EXERCISE GOAL:
Reproduce exactly the lines below, starting with the line that contains "[trace] sky" and ending with the last line of the records, both included, and nothing else.

Segmentation dataset excerpts:
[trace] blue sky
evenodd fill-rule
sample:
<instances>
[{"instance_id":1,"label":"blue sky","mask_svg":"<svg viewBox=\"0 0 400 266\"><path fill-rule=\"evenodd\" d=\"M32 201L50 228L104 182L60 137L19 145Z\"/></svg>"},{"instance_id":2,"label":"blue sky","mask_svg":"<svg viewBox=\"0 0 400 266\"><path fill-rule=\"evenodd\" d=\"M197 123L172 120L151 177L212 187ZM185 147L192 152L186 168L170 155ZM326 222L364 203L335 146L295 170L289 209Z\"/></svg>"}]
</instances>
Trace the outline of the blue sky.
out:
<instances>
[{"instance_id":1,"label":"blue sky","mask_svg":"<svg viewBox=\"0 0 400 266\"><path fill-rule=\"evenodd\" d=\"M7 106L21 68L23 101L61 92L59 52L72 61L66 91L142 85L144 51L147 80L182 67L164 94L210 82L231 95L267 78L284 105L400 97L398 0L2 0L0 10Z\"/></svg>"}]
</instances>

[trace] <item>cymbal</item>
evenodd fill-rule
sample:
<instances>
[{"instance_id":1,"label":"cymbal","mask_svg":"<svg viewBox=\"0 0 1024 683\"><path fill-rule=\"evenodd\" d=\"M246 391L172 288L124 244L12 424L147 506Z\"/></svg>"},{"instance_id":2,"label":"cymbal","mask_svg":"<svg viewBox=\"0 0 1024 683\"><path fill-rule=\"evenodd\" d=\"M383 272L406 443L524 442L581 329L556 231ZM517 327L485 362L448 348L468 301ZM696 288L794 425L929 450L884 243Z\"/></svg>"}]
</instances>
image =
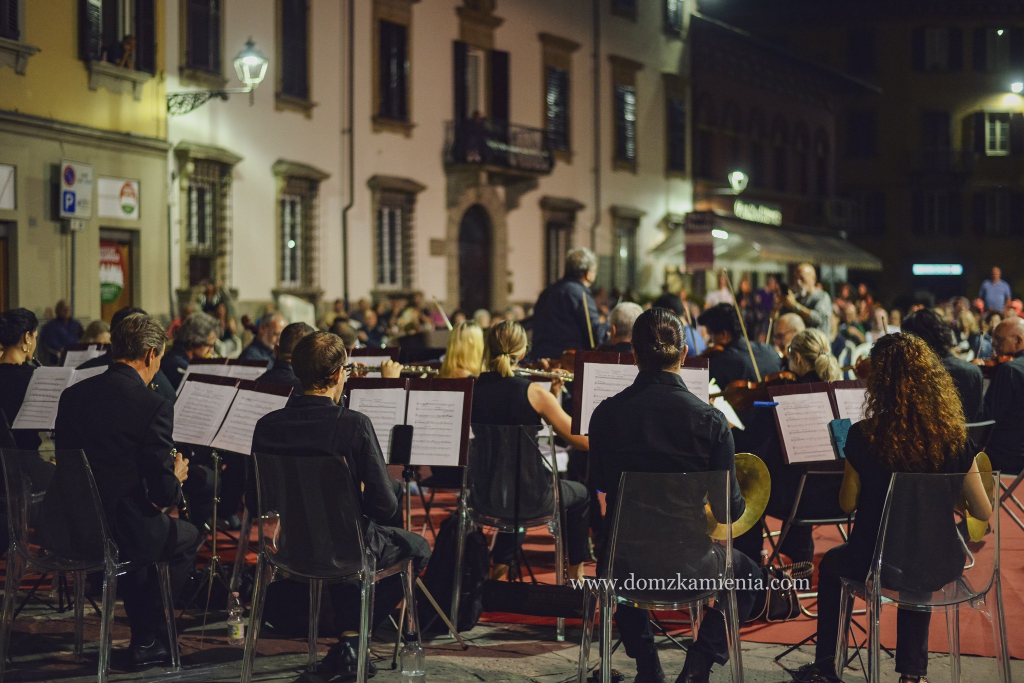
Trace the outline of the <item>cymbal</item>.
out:
<instances>
[{"instance_id":1,"label":"cymbal","mask_svg":"<svg viewBox=\"0 0 1024 683\"><path fill-rule=\"evenodd\" d=\"M739 493L746 502L746 509L739 519L732 522L732 538L741 536L756 526L768 507L771 495L771 476L768 467L753 453L736 454L736 480ZM720 524L712 514L711 505L705 505L708 516L708 536L719 541L725 540L725 524Z\"/></svg>"},{"instance_id":2,"label":"cymbal","mask_svg":"<svg viewBox=\"0 0 1024 683\"><path fill-rule=\"evenodd\" d=\"M991 475L984 476L985 472L992 471L992 463L988 460L988 456L981 452L974 457L974 462L978 465L978 471L982 474L981 483L985 486L985 495L988 497L989 501L994 501L994 487L995 482L992 480ZM993 512L993 514L995 514ZM967 512L967 506L964 508L964 518L967 520L967 532L971 537L972 541L981 541L985 538L985 533L988 532L988 522L981 521L980 519L975 519Z\"/></svg>"}]
</instances>

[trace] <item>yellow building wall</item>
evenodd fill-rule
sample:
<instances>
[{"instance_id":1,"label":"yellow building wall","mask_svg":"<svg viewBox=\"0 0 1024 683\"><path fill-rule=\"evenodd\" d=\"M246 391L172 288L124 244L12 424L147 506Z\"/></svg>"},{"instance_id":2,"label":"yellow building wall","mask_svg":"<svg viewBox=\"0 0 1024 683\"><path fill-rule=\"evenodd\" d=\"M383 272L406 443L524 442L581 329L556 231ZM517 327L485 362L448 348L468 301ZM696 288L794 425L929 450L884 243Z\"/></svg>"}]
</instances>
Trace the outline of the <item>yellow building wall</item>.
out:
<instances>
[{"instance_id":1,"label":"yellow building wall","mask_svg":"<svg viewBox=\"0 0 1024 683\"><path fill-rule=\"evenodd\" d=\"M22 42L39 52L24 76L0 69L0 109L57 119L101 130L167 137L164 76L164 2L156 2L157 73L142 98L104 88L89 90L89 72L79 58L77 0L26 0Z\"/></svg>"}]
</instances>

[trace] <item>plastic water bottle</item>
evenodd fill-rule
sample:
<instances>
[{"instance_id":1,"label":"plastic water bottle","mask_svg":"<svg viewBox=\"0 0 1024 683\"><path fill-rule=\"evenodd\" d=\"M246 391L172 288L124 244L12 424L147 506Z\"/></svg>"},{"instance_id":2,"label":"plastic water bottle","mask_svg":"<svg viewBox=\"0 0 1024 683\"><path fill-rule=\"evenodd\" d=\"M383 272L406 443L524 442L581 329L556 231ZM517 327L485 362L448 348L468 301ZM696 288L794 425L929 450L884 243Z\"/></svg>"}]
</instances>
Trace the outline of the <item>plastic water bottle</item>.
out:
<instances>
[{"instance_id":1,"label":"plastic water bottle","mask_svg":"<svg viewBox=\"0 0 1024 683\"><path fill-rule=\"evenodd\" d=\"M227 642L231 645L246 642L246 621L242 616L242 599L238 593L227 598Z\"/></svg>"},{"instance_id":2,"label":"plastic water bottle","mask_svg":"<svg viewBox=\"0 0 1024 683\"><path fill-rule=\"evenodd\" d=\"M398 653L398 668L401 683L425 683L427 680L426 659L415 633L406 636L406 645Z\"/></svg>"}]
</instances>

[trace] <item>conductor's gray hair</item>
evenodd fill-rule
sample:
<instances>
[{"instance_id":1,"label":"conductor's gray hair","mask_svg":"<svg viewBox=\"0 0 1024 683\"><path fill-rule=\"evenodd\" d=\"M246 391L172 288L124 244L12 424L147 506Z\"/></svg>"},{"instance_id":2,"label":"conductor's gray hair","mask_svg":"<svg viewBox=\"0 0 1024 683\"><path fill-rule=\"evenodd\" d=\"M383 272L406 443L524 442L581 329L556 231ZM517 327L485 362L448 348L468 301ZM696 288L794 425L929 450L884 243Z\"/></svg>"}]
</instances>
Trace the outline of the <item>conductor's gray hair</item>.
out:
<instances>
[{"instance_id":1,"label":"conductor's gray hair","mask_svg":"<svg viewBox=\"0 0 1024 683\"><path fill-rule=\"evenodd\" d=\"M586 247L573 249L565 255L565 276L581 280L590 270L597 267L597 256Z\"/></svg>"},{"instance_id":2,"label":"conductor's gray hair","mask_svg":"<svg viewBox=\"0 0 1024 683\"><path fill-rule=\"evenodd\" d=\"M193 313L174 335L174 341L180 342L185 348L200 348L209 343L210 333L220 332L220 323L209 313Z\"/></svg>"}]
</instances>

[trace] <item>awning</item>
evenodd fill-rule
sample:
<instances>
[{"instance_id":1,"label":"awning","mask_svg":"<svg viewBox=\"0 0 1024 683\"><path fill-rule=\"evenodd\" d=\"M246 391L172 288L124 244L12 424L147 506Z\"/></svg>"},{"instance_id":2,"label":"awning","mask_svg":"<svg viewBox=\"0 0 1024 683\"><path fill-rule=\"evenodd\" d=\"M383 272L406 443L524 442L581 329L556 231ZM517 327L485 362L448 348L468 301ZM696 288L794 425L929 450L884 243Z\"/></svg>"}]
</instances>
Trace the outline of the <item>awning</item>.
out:
<instances>
[{"instance_id":1,"label":"awning","mask_svg":"<svg viewBox=\"0 0 1024 683\"><path fill-rule=\"evenodd\" d=\"M881 259L838 236L797 231L784 225L762 225L728 216L716 217L715 228L729 234L715 239L715 262L722 265L749 264L760 270L806 261L857 270L882 269ZM660 256L682 256L685 252L683 228L674 230L652 252Z\"/></svg>"}]
</instances>

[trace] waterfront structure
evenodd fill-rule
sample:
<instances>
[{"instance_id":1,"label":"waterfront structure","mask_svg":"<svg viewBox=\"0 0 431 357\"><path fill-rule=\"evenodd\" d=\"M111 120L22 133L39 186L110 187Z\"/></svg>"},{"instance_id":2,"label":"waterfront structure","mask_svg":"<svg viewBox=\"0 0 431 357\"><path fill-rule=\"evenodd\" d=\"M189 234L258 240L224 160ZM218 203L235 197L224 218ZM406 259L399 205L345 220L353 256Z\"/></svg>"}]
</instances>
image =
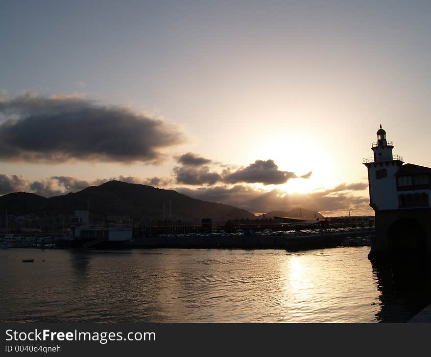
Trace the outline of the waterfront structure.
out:
<instances>
[{"instance_id":1,"label":"waterfront structure","mask_svg":"<svg viewBox=\"0 0 431 357\"><path fill-rule=\"evenodd\" d=\"M330 217L327 219L331 225L350 226L352 225L371 227L374 225L374 216L340 216Z\"/></svg>"},{"instance_id":2,"label":"waterfront structure","mask_svg":"<svg viewBox=\"0 0 431 357\"><path fill-rule=\"evenodd\" d=\"M376 238L370 258L431 251L431 168L404 164L380 126L373 157L364 158L370 206L375 212Z\"/></svg>"},{"instance_id":3,"label":"waterfront structure","mask_svg":"<svg viewBox=\"0 0 431 357\"><path fill-rule=\"evenodd\" d=\"M89 246L96 244L119 244L132 239L132 227L129 224L91 224L90 211L75 211L71 217L71 232L72 240L79 240Z\"/></svg>"}]
</instances>

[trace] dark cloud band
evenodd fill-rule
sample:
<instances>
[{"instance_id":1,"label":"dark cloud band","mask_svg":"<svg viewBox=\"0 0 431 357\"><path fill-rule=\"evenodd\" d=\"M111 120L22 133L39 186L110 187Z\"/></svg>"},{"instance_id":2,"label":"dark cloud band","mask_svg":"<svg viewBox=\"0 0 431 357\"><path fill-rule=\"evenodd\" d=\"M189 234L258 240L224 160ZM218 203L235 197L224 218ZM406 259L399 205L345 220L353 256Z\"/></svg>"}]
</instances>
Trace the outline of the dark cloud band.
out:
<instances>
[{"instance_id":1,"label":"dark cloud band","mask_svg":"<svg viewBox=\"0 0 431 357\"><path fill-rule=\"evenodd\" d=\"M0 159L158 162L184 136L128 108L83 98L26 94L0 98Z\"/></svg>"}]
</instances>

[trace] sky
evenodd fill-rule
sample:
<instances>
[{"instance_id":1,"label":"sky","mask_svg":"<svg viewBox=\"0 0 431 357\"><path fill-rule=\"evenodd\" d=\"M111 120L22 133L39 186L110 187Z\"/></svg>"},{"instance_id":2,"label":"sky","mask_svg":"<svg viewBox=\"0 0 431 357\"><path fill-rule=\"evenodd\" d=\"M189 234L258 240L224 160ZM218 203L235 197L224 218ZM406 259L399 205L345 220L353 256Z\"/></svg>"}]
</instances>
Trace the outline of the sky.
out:
<instances>
[{"instance_id":1,"label":"sky","mask_svg":"<svg viewBox=\"0 0 431 357\"><path fill-rule=\"evenodd\" d=\"M431 166L431 3L1 1L0 195L117 179L369 214L381 123Z\"/></svg>"}]
</instances>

EXPECTED ANSWER:
[trace] sky
evenodd fill-rule
sample:
<instances>
[{"instance_id":1,"label":"sky","mask_svg":"<svg viewBox=\"0 0 431 357\"><path fill-rule=\"evenodd\" d=\"M111 120L22 133L39 186L110 187Z\"/></svg>"},{"instance_id":2,"label":"sky","mask_svg":"<svg viewBox=\"0 0 431 357\"><path fill-rule=\"evenodd\" d=\"M189 234L258 240L224 160ZM218 203L235 197L224 218ZM406 259L399 205L345 220L353 256Z\"/></svg>"}]
</instances>
Trace the outline of the sky.
out:
<instances>
[{"instance_id":1,"label":"sky","mask_svg":"<svg viewBox=\"0 0 431 357\"><path fill-rule=\"evenodd\" d=\"M431 166L431 3L1 1L0 195L117 179L369 214L381 123Z\"/></svg>"}]
</instances>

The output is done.